Collect every line of the data below that contains the word "decoration", and copy each one out in full.

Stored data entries
********

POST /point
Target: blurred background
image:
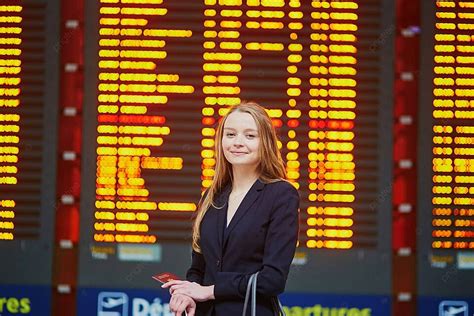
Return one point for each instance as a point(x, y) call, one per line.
point(108, 109)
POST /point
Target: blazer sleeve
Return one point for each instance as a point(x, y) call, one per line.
point(279, 251)
point(196, 272)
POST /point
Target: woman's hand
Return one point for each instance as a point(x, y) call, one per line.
point(180, 303)
point(194, 290)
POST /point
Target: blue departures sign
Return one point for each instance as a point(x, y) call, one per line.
point(124, 302)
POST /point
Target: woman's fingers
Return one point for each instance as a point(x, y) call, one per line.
point(173, 282)
point(191, 310)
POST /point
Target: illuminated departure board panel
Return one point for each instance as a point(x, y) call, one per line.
point(447, 213)
point(28, 103)
point(160, 75)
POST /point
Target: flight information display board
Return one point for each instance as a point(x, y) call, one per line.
point(159, 76)
point(28, 103)
point(446, 156)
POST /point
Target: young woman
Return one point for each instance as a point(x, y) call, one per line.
point(247, 221)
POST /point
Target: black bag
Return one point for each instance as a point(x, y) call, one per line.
point(252, 295)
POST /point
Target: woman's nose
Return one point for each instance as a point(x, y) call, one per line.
point(238, 141)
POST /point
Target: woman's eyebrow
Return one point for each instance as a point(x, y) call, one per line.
point(245, 130)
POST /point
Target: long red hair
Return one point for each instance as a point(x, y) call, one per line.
point(270, 167)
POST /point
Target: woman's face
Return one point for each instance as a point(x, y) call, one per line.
point(240, 140)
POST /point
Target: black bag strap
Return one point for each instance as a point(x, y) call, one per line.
point(251, 294)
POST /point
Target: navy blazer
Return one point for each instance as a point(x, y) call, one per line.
point(261, 236)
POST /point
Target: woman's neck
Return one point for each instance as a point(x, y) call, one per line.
point(243, 179)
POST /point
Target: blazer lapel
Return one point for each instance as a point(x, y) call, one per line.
point(243, 208)
point(221, 200)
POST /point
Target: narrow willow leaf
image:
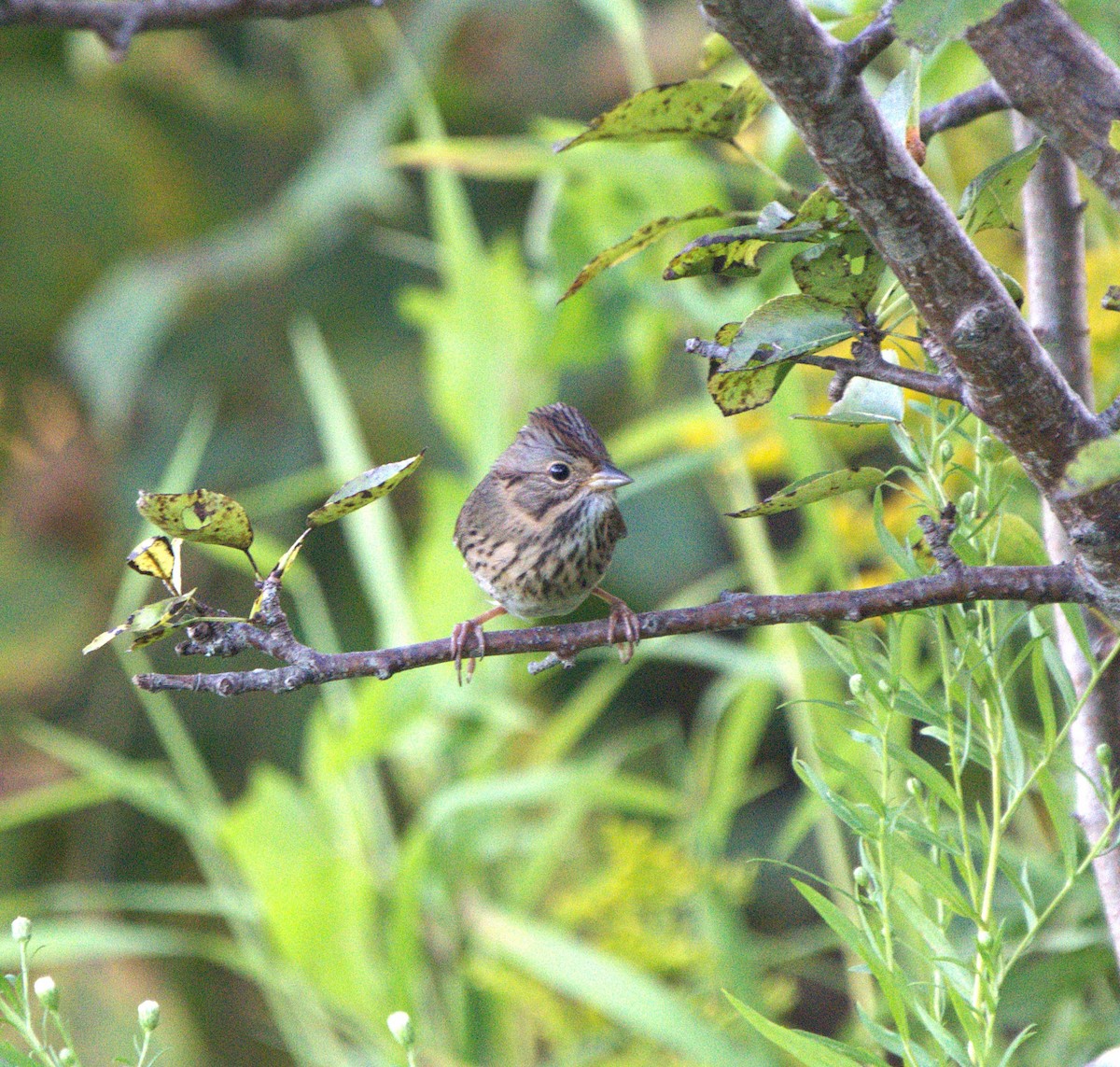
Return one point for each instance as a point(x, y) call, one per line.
point(927, 23)
point(1096, 465)
point(1012, 284)
point(896, 105)
point(638, 240)
point(866, 402)
point(363, 490)
point(160, 557)
point(812, 1049)
point(613, 988)
point(690, 110)
point(809, 490)
point(989, 197)
point(503, 158)
point(785, 328)
point(845, 272)
point(737, 391)
point(857, 942)
point(201, 515)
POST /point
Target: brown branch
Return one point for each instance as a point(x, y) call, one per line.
point(734, 611)
point(1056, 244)
point(961, 110)
point(874, 39)
point(116, 21)
point(1007, 379)
point(1059, 78)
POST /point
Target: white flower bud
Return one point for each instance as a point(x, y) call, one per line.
point(48, 992)
point(148, 1013)
point(400, 1027)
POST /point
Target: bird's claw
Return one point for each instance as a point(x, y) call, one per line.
point(623, 618)
point(463, 632)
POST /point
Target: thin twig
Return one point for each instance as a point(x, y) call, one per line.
point(964, 107)
point(734, 611)
point(874, 39)
point(907, 377)
point(117, 21)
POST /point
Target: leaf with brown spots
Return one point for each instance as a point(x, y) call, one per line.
point(989, 197)
point(788, 326)
point(744, 390)
point(693, 110)
point(638, 240)
point(845, 272)
point(363, 490)
point(201, 515)
point(150, 624)
point(158, 557)
point(809, 490)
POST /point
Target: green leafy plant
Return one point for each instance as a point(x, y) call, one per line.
point(48, 1041)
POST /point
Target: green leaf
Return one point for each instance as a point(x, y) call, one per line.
point(502, 158)
point(692, 110)
point(809, 490)
point(638, 240)
point(845, 272)
point(927, 23)
point(613, 988)
point(12, 1057)
point(733, 252)
point(897, 102)
point(812, 1049)
point(866, 402)
point(201, 515)
point(821, 210)
point(989, 197)
point(856, 940)
point(1012, 284)
point(363, 490)
point(785, 328)
point(744, 390)
point(737, 391)
point(1096, 465)
point(317, 900)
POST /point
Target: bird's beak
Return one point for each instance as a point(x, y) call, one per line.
point(606, 479)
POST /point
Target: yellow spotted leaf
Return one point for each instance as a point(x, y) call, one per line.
point(201, 515)
point(817, 486)
point(363, 490)
point(149, 624)
point(158, 557)
point(638, 240)
point(692, 110)
point(280, 569)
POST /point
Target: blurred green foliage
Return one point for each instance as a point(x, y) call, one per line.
point(266, 258)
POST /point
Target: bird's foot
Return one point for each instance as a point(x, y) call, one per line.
point(470, 632)
point(624, 630)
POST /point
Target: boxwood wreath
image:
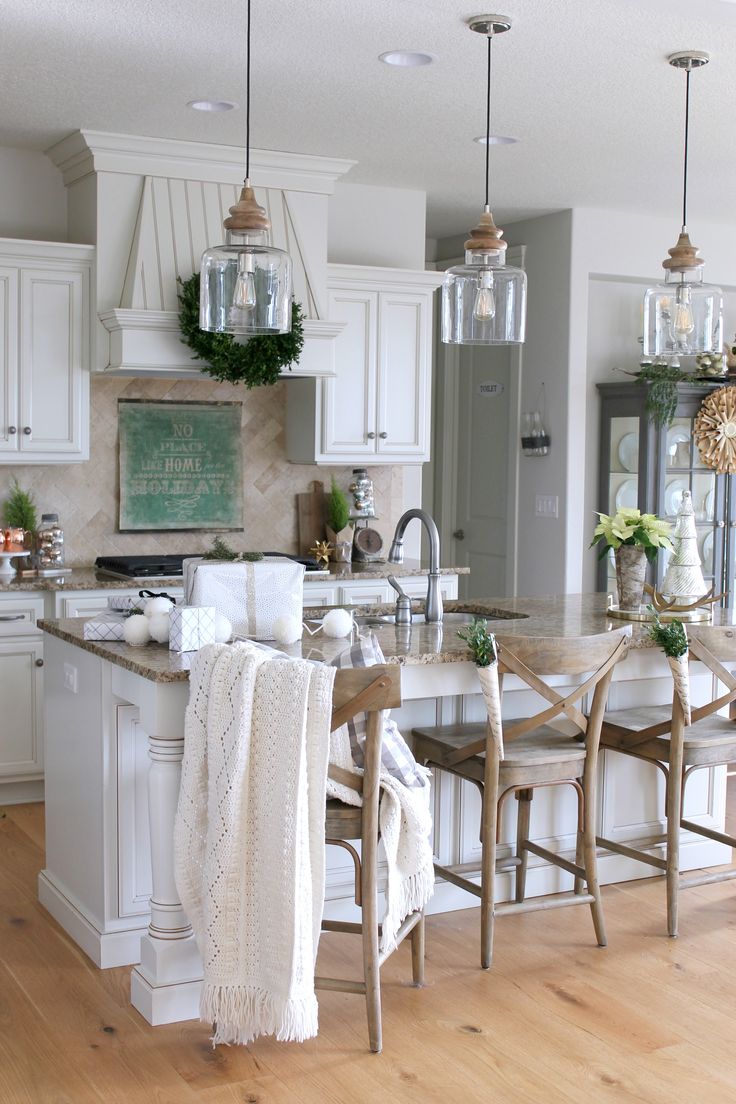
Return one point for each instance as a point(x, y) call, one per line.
point(256, 362)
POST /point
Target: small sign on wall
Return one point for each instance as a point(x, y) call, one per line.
point(181, 465)
point(490, 389)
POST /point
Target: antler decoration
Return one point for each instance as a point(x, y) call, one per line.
point(663, 605)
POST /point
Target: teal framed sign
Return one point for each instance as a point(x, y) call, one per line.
point(181, 465)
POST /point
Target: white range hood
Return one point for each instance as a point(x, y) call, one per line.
point(152, 205)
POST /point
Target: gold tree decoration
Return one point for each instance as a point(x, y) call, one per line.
point(715, 431)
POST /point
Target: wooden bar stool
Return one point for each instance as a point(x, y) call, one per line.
point(369, 690)
point(658, 735)
point(535, 754)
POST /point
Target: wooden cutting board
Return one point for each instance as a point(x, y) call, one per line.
point(310, 517)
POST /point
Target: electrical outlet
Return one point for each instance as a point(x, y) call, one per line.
point(546, 506)
point(71, 677)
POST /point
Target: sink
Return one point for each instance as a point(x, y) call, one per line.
point(448, 618)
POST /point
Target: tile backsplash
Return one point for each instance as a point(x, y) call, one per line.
point(86, 496)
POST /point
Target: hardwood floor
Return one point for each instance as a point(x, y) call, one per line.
point(556, 1021)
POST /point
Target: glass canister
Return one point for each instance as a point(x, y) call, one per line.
point(361, 488)
point(50, 543)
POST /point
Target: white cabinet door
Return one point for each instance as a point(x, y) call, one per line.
point(349, 401)
point(404, 382)
point(21, 718)
point(9, 413)
point(53, 363)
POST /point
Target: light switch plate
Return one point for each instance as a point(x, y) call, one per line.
point(546, 506)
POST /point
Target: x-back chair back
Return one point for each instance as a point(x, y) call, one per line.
point(535, 754)
point(371, 691)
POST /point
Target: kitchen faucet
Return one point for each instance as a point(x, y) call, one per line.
point(434, 606)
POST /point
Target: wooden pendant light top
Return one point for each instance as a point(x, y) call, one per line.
point(247, 213)
point(683, 256)
point(486, 237)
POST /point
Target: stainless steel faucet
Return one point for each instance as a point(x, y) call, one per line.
point(434, 607)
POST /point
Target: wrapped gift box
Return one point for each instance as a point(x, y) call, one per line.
point(191, 627)
point(105, 626)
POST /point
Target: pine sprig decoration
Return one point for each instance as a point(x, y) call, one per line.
point(480, 643)
point(20, 511)
point(670, 636)
point(257, 362)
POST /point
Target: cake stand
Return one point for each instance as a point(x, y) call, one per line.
point(7, 570)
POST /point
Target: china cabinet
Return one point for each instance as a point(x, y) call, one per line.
point(376, 409)
point(649, 467)
point(44, 351)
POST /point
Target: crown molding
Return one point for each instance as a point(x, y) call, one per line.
point(86, 151)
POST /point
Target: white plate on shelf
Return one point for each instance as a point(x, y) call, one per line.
point(678, 435)
point(628, 452)
point(673, 496)
point(627, 495)
point(707, 554)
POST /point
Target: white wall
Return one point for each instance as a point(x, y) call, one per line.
point(615, 257)
point(33, 197)
point(372, 225)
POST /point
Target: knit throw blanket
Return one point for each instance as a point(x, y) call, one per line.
point(249, 837)
point(405, 823)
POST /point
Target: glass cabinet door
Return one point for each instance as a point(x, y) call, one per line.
point(682, 469)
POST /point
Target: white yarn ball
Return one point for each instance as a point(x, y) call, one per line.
point(223, 629)
point(136, 630)
point(337, 623)
point(159, 626)
point(156, 606)
point(287, 629)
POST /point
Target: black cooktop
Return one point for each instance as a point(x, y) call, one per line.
point(167, 566)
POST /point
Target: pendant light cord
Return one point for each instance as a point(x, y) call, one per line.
point(684, 170)
point(247, 95)
point(488, 123)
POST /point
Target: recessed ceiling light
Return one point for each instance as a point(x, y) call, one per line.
point(407, 59)
point(211, 105)
point(498, 140)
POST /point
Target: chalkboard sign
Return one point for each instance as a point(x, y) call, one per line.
point(181, 465)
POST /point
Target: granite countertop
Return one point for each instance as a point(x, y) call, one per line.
point(89, 579)
point(571, 615)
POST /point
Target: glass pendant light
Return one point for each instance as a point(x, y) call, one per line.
point(484, 300)
point(245, 285)
point(683, 316)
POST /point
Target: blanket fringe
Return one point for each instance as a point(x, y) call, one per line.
point(242, 1012)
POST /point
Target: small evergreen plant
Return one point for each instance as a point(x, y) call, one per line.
point(20, 511)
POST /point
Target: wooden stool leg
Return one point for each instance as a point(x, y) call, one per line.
point(589, 858)
point(523, 816)
point(417, 954)
point(490, 814)
point(370, 881)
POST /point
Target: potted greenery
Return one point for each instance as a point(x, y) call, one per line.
point(636, 539)
point(20, 515)
point(481, 645)
point(339, 530)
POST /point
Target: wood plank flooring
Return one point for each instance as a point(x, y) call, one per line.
point(556, 1021)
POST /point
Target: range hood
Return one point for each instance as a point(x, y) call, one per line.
point(152, 205)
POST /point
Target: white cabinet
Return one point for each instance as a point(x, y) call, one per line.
point(44, 352)
point(377, 407)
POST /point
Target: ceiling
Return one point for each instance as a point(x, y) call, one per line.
point(584, 84)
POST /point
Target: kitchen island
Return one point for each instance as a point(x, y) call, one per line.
point(114, 747)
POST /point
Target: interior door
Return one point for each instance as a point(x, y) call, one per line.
point(483, 414)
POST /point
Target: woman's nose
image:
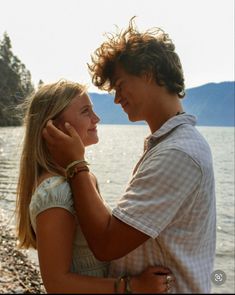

********

**Solution to this exercise:**
Target: antler decoration
Target: gold tree decoration
Target: pine sprig decoration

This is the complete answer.